• _Page text_
((

Opinion
No. 15138
Opinion Filed February 3, 1925.
Master and Servant — Workmen's Compensation — Burden of Proof — Award — Insufficient Evidence.
Under the Workmen's Compensation Law of this state the burden rests on claimant to establish by competent evidence the accidental nature of the injury complained of, that it arose out of or in the course of employment, and that the disability relied on for compensation resulted primarily from such accidental injury. Where there is an entire absence of these essential evidentiary elements, this court must say, as a matter of law, that the evidence is insufficient to sustain an award of compensation.
(Syllabus by Logsdon, C.)Commissioners' Opinion, Division No. 1.
Original proceeding by the Tulsa Street Railway Company et al., to have reviewed in this court an order and award of the State Industrial Commission entered January 24, 1924, in favor of Earney Shoemaker. Reversed, and award vacated.

))

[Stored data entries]
((

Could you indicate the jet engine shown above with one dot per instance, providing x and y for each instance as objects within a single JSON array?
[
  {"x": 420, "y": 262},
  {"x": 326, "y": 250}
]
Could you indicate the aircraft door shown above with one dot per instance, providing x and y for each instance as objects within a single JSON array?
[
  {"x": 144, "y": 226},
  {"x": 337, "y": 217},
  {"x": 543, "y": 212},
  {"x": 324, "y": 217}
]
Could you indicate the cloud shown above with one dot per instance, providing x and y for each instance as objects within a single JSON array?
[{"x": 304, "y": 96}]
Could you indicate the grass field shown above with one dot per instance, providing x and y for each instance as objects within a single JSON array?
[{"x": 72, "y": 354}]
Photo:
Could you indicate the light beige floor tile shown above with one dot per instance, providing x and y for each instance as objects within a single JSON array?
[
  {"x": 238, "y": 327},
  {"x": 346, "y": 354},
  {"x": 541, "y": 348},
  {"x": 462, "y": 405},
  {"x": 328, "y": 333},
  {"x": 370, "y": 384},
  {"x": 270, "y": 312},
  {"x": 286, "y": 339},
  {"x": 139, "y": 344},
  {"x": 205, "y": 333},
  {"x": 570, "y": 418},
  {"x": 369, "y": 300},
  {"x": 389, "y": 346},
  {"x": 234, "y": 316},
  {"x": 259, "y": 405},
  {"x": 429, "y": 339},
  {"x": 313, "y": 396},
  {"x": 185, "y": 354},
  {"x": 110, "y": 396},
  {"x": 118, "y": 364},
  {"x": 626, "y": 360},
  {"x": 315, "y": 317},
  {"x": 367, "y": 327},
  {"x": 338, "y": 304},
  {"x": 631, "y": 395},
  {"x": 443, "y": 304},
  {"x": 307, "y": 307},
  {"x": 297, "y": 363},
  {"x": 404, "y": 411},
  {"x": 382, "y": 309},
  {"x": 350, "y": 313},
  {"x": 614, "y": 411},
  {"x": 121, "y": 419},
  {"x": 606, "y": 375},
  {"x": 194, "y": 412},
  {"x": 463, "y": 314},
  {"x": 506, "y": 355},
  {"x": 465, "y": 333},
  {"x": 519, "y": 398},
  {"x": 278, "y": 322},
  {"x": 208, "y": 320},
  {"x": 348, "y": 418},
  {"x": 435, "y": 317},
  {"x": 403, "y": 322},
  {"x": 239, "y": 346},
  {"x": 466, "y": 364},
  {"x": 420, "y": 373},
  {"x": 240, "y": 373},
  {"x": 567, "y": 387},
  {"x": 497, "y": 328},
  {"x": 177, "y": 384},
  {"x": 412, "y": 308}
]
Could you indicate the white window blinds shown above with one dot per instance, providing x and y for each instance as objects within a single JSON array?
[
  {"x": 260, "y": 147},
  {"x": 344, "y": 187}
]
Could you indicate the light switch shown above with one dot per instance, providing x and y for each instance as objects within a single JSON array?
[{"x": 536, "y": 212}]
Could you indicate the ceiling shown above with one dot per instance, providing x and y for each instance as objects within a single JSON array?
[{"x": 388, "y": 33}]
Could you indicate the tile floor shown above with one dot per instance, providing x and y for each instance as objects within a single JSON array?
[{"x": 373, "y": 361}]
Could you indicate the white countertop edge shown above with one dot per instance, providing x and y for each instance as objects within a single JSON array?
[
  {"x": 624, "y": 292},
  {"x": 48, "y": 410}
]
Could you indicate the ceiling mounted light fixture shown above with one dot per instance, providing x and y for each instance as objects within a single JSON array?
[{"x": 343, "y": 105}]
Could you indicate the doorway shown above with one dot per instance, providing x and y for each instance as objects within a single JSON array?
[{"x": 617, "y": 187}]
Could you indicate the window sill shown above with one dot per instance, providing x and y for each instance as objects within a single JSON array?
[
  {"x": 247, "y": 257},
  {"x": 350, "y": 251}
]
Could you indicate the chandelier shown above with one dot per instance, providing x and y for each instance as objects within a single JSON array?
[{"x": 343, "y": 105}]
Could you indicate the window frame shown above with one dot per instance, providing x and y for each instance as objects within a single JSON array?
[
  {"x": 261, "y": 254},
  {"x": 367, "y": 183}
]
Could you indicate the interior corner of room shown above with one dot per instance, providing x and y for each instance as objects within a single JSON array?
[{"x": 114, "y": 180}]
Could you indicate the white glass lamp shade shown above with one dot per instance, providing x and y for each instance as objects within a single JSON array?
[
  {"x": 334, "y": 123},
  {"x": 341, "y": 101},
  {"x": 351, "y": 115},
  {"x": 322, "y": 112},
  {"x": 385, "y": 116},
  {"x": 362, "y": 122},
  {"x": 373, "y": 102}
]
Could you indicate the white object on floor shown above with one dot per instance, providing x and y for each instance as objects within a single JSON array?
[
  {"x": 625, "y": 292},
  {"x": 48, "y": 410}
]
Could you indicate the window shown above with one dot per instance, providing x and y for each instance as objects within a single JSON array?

))

• _What you should do_
Reproduce the stretch of the court opinion from "Master and Servant" through "and award vacated.", word for word. Rely only on the court opinion given here.

• _Task solution_
Master and Servant — Workmen's Compensation — Burden of Proof — Award — Insufficient Evidence.
Under the Workmen's Compensation Law of this state the burden rests on claimant to establish by competent evidence the accidental nature of the injury complained of, that it arose out of or in the course of employment, and that the disability relied on for compensation resulted primarily from such accidental injury. Where there is an entire absence of these essential evidentiary elements, this court must say, as a matter of law, that the evidence is insufficient to sustain an award of compensation.
(Syllabus by Logsdon, C.)Commissioners' Opinion, Division No. 1.
Original proceeding by the Tulsa Street Railway Company et al., to have reviewed in this court an order and award of the State Industrial Commission entered January 24, 1924, in favor of Earney Shoemaker. Reversed, and award vacated.